» **MATERIAL TO PROCESS**

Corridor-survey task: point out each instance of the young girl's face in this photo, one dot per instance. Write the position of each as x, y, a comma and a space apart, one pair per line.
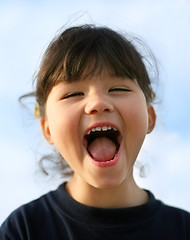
98, 125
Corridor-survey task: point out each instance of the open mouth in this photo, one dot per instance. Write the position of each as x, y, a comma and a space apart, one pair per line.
102, 143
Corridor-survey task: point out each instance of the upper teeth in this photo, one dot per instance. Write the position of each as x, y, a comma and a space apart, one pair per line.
104, 128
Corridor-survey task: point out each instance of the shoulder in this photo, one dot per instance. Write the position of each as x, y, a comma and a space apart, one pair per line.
177, 214
28, 218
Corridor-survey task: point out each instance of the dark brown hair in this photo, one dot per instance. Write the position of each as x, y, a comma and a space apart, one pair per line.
89, 49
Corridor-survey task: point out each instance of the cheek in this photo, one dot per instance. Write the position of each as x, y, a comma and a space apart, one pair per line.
136, 122
64, 127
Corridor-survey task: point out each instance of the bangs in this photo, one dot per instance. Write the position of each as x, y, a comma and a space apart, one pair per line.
95, 50
85, 51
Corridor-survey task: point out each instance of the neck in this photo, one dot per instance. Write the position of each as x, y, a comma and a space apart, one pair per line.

» **WORK TO DO**
Rewrite the entire listing above with the requests included, and shift each answer coordinate by adding 26 to both of its numbers. Leave the picture out.

» **SOLUTION**
Corridor-survey task: point out each instance of the young girl's face in this photo, one dot per instance. Write the position of each as x, y, a comma and a space apart, one pair per line.
124, 151
Corridor-survey task: point out each instance of the open mouth in this photo, one dot per instance. Write the position of each as x, y, a comma and a space apart, one pair per line.
128, 169
Corridor-survey task: point out each instance of the upper teeth in this photo, one dot per instance. Write the position of each as x, y, a comma and a space apart, one pair per line.
130, 154
Corridor-survey task: point out each instance of the shoulder in this photo, one dot per instance. Write the position of each as x, y, a comma and a space apart, one pair per line.
203, 240
54, 244
Corridor-survey task: point out each instance of the dark brown hair in this photo, one dot per instance. Write the position of each as x, y, a comma and a space apart, one pair per line.
115, 75
Corridor-survey task: point out each instance of the cheek in this photo, one dot per instance. Write the position of each as x, y, a comma and a space apart, one pair per line.
162, 148
90, 153
Corridor-survey task: point out each instance of the bangs in this photo, one dot per instance. Write the position of each as x, y, a comma and a space apart, one pair per line.
121, 76
111, 77
Corridor-survey task: point out each instance of the neck in this photo, one dot per instance. Write the position of each as x, y, a comma and a space apart, one pair per line.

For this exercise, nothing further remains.